--- Listed entries ---

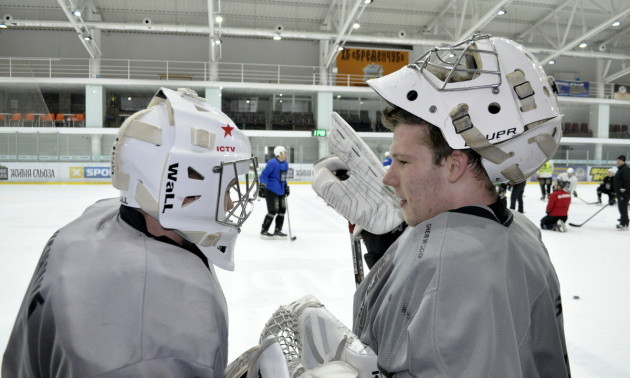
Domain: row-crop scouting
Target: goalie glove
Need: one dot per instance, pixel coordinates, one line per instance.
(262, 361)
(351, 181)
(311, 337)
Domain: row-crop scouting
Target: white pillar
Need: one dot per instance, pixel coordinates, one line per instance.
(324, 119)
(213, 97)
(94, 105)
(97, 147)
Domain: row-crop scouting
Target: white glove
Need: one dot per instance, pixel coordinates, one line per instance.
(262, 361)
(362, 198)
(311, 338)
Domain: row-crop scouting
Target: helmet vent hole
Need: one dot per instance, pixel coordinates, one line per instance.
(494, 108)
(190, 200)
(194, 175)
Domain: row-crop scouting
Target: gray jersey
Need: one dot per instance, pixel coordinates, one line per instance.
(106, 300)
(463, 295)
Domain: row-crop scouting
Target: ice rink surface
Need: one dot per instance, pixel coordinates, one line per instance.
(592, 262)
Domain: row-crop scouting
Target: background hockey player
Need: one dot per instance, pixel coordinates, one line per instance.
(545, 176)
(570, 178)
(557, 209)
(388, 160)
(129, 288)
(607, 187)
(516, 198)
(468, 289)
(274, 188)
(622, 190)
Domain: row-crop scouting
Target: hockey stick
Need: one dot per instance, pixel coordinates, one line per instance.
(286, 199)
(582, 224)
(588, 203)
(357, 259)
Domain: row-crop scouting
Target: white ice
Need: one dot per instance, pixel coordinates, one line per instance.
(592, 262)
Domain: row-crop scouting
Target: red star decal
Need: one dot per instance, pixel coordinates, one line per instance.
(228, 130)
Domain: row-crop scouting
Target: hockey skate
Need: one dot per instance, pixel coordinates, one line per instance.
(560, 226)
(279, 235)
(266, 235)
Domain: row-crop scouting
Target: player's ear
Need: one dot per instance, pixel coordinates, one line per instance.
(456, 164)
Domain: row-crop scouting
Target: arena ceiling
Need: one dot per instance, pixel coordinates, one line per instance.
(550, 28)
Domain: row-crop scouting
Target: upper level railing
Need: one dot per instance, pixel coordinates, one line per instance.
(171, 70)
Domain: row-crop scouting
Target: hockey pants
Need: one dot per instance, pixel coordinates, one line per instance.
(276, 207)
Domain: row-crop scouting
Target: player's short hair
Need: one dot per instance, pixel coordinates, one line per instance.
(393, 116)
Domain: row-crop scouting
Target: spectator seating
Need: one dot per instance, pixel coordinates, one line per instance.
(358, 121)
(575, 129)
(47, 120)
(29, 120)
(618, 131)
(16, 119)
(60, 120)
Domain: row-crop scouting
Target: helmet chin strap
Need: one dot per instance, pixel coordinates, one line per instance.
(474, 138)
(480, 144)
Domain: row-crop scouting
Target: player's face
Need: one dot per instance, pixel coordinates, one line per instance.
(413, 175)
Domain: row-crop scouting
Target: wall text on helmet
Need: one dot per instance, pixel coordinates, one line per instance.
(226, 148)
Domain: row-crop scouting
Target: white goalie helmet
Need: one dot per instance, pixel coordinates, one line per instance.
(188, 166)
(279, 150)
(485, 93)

---
--- Listed entries ---

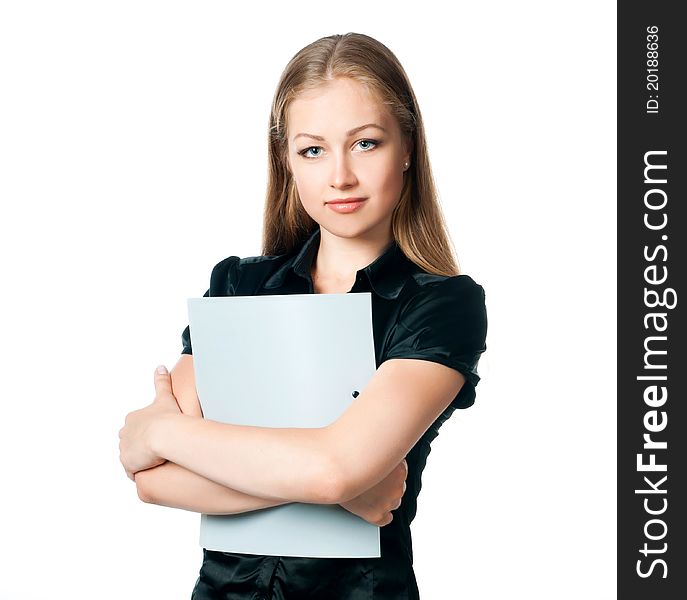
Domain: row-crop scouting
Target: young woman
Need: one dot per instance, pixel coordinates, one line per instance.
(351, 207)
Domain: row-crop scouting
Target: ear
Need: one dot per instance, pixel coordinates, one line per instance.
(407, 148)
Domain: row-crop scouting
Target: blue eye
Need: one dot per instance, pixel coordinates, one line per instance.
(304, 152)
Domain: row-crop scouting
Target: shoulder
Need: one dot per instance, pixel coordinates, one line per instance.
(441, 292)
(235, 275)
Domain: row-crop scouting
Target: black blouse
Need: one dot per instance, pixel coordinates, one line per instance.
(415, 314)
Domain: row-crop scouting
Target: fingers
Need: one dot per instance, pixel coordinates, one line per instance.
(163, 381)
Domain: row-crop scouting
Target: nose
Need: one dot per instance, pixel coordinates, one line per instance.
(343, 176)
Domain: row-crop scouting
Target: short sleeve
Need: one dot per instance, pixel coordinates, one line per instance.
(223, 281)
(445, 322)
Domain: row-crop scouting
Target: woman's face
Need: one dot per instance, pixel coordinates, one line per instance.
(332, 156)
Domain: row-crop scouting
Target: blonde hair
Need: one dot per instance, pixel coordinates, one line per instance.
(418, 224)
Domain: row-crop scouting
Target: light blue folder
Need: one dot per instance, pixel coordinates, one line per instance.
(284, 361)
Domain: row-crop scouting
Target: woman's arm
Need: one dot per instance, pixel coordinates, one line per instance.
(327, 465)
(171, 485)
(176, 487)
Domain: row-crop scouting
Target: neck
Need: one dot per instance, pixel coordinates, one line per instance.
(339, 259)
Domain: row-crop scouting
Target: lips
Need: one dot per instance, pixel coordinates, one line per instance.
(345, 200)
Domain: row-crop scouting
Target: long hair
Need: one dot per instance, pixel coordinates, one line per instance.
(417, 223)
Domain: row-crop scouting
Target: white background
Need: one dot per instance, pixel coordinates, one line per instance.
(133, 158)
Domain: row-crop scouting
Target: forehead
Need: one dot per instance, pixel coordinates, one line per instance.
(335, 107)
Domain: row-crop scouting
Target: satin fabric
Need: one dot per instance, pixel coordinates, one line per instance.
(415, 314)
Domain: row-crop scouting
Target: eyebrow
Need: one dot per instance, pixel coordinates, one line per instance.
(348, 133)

---

Please gather every line of the records that contains the word "blue", counting a match only when the case is the same.

§ Finished exercise:
Target: blue eye
Target: light blue folder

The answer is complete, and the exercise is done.